=== Opdracht ===
Welke regels in het materiaal hieronder bevatten het woord "platform"? Zoek ze op en schrijf elk ervan over.

------------------------------------------------------------------------

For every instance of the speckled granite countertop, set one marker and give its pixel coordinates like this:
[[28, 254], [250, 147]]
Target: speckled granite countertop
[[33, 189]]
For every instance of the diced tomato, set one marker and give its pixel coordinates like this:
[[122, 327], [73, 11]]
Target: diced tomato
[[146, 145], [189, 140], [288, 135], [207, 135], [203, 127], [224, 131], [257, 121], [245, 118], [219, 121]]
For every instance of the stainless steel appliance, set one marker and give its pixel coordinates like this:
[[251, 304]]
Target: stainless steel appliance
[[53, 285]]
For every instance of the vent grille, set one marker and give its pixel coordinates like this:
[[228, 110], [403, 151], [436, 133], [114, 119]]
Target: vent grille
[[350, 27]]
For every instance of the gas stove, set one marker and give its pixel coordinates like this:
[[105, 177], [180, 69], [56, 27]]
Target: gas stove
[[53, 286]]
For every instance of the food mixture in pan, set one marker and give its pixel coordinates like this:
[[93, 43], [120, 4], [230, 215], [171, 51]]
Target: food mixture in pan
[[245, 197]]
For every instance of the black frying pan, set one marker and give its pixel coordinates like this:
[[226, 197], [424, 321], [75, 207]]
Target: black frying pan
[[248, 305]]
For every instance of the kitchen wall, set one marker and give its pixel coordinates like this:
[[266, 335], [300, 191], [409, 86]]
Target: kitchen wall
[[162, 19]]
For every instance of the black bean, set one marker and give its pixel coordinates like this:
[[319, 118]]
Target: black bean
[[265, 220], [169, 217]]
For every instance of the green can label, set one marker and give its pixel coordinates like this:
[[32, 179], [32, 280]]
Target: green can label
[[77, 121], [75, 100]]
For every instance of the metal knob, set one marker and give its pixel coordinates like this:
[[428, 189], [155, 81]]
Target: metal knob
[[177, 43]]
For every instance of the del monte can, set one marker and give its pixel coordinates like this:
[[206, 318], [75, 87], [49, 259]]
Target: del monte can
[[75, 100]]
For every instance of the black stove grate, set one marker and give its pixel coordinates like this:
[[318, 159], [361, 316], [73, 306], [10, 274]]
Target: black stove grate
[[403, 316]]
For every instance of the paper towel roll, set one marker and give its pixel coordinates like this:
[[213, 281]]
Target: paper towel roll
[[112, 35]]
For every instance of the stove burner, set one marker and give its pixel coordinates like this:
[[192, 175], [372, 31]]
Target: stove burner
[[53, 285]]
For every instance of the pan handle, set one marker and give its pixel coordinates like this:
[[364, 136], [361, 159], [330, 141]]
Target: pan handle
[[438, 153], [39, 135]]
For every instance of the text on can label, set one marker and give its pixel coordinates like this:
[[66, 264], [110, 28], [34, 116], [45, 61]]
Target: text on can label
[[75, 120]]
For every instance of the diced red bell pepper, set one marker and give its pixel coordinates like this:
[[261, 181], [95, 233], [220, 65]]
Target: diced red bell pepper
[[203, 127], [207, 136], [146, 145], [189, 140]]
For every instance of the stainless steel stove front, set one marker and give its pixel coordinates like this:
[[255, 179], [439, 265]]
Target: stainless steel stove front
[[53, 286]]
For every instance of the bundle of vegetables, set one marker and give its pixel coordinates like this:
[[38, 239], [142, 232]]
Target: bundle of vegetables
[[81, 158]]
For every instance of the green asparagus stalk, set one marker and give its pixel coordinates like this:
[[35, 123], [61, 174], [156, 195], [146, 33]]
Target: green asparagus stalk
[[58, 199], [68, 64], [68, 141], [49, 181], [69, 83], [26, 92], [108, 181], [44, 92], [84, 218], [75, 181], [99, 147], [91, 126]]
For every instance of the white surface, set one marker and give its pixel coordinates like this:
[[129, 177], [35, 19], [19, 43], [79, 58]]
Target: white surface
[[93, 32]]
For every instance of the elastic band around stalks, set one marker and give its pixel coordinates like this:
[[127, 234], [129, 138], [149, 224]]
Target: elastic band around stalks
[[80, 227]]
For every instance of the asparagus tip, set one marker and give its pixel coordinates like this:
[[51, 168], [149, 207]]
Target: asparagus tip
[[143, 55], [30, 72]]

------------------------------------------------------------------------

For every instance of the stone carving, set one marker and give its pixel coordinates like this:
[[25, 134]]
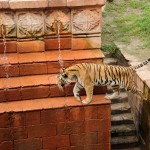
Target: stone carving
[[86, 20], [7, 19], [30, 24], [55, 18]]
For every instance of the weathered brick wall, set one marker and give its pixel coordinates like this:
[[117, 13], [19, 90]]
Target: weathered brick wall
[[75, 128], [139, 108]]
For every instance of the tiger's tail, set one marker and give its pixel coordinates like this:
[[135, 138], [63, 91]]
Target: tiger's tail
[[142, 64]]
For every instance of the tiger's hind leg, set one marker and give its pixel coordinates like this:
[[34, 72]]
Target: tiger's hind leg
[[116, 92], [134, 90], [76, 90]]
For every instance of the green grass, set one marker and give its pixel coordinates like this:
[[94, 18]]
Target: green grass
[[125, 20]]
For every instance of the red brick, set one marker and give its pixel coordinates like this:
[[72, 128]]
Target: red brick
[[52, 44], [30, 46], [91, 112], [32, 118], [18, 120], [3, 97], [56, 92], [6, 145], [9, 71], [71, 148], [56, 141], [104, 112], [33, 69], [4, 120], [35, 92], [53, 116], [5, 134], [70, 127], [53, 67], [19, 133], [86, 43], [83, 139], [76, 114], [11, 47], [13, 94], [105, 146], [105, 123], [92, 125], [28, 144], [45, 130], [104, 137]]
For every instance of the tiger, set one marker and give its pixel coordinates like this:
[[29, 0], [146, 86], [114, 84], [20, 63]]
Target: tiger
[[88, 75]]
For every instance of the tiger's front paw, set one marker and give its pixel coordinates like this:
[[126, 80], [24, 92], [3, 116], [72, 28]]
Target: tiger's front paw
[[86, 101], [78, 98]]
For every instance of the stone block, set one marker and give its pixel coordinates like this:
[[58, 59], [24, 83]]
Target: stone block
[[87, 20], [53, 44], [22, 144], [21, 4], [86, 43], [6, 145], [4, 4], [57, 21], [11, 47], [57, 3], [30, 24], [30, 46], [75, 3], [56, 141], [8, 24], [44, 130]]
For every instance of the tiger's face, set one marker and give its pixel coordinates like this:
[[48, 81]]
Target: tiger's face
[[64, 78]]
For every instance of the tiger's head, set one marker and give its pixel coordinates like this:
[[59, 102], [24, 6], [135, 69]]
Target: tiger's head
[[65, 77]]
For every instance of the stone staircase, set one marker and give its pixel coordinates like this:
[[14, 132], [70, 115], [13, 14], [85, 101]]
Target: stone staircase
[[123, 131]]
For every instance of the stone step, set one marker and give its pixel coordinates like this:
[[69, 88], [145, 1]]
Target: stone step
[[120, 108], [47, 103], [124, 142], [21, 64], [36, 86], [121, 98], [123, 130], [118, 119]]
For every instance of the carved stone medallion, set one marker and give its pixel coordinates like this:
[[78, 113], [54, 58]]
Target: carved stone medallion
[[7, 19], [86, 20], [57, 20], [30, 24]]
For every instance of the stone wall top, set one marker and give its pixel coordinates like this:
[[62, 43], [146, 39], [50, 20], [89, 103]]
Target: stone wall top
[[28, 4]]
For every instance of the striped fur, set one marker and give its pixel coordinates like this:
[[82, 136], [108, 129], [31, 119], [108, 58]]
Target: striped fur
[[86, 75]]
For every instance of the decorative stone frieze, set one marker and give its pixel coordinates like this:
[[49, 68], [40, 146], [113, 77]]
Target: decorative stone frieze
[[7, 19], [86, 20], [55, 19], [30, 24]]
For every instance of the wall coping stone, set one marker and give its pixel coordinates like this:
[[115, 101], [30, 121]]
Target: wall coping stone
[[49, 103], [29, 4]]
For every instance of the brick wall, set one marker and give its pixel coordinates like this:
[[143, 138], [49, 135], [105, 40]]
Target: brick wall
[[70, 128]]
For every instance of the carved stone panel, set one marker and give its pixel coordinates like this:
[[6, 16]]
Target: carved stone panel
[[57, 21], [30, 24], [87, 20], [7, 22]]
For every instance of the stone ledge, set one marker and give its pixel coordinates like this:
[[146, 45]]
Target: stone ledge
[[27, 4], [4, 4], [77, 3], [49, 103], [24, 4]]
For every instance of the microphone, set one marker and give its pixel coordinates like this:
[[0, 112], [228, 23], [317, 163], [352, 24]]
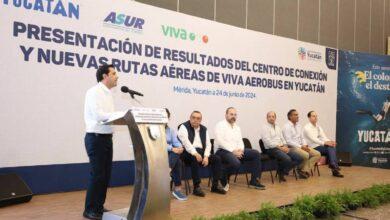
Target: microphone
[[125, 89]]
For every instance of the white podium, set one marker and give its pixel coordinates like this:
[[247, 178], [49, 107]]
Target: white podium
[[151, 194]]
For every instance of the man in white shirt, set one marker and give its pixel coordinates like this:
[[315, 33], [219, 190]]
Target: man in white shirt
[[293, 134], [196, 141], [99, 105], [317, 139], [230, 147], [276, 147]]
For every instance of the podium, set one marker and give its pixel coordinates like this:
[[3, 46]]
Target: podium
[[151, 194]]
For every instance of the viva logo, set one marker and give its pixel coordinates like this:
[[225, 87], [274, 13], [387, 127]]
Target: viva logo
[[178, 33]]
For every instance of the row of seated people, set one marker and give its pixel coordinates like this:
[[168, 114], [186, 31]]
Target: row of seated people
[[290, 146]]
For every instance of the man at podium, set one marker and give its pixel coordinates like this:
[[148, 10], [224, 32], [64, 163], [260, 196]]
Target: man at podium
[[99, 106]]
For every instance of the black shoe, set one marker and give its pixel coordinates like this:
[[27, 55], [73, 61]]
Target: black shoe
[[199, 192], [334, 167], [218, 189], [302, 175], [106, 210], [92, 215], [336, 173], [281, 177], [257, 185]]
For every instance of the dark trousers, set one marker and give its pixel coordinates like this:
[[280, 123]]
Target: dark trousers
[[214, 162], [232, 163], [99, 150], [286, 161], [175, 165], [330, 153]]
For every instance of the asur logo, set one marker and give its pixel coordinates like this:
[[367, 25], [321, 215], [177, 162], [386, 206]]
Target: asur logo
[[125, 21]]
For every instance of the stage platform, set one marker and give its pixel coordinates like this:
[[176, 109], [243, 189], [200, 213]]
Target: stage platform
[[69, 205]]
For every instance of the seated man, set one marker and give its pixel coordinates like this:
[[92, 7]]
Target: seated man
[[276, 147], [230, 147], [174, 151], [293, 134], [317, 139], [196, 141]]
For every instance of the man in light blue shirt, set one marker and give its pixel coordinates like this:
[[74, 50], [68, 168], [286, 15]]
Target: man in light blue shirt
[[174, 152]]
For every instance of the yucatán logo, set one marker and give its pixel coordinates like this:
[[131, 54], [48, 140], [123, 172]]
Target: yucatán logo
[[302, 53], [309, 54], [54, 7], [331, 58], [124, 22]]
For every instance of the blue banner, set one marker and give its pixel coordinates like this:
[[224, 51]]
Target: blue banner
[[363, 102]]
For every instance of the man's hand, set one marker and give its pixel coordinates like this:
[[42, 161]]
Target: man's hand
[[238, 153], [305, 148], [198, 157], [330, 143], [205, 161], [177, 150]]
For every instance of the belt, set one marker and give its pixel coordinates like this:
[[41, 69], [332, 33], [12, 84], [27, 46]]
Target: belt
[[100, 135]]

------------------------------------------------------------------------

=== Antwoord ===
For every instance of the stage platform, set one marker and give its pixel coordinates like this:
Target: stage platform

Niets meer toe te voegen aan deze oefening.